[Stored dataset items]
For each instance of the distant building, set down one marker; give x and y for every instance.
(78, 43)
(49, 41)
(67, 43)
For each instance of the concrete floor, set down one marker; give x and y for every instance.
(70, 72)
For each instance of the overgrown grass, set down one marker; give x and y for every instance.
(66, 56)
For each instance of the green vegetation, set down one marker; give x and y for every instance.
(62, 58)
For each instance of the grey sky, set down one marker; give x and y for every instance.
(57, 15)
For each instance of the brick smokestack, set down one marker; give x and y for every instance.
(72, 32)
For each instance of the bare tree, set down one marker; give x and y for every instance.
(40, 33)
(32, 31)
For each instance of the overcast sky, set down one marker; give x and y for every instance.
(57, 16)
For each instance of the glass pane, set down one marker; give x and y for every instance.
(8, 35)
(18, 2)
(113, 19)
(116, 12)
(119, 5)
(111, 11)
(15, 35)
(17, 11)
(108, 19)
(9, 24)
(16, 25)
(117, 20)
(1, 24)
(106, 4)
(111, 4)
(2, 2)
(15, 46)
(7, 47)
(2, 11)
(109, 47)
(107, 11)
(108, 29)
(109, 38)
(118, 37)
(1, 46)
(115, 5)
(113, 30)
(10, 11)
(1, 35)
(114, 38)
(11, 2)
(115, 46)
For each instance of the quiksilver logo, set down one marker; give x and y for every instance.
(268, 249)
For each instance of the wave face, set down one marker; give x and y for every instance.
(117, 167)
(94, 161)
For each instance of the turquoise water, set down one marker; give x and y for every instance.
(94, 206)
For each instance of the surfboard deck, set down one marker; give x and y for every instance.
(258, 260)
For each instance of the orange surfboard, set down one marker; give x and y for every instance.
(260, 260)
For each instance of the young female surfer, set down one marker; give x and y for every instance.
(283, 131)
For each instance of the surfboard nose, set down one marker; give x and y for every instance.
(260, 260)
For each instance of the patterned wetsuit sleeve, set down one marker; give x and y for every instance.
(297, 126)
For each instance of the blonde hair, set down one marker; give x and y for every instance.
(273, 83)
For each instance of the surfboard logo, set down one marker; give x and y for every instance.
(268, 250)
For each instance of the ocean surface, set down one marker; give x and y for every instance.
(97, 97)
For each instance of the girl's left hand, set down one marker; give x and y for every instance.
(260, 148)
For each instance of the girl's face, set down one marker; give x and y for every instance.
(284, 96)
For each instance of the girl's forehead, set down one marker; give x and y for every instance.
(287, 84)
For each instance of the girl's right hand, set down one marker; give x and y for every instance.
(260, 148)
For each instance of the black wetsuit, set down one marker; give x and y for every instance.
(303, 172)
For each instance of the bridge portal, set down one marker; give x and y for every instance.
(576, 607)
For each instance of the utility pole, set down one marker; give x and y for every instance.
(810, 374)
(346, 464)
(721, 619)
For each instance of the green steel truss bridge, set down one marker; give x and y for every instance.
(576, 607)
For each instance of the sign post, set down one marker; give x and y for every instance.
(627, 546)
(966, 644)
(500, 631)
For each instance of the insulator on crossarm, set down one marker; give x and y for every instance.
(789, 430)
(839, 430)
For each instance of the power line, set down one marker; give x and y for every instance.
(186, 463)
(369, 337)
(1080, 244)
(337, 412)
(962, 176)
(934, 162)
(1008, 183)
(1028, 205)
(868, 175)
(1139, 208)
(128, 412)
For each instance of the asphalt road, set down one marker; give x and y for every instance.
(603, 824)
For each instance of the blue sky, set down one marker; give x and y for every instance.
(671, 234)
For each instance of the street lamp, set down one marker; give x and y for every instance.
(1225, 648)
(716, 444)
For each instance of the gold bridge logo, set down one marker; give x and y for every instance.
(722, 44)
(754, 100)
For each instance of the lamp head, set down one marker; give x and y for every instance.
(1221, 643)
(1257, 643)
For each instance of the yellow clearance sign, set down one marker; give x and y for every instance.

What is required
Please transcribe exactly the line containing "For each instance of the gold" and every line after it to the end of the data, and no other lines.

The answer
For each instance of the gold bridge logo, set down one marker; give x and y for every instance.
(722, 44)
(754, 100)
For each instance of the lamp head, set down one marker; give x and y for every instance.
(1221, 643)
(1257, 643)
For each instance of the yellow clearance sign, set down one marker; give x and y for every instance.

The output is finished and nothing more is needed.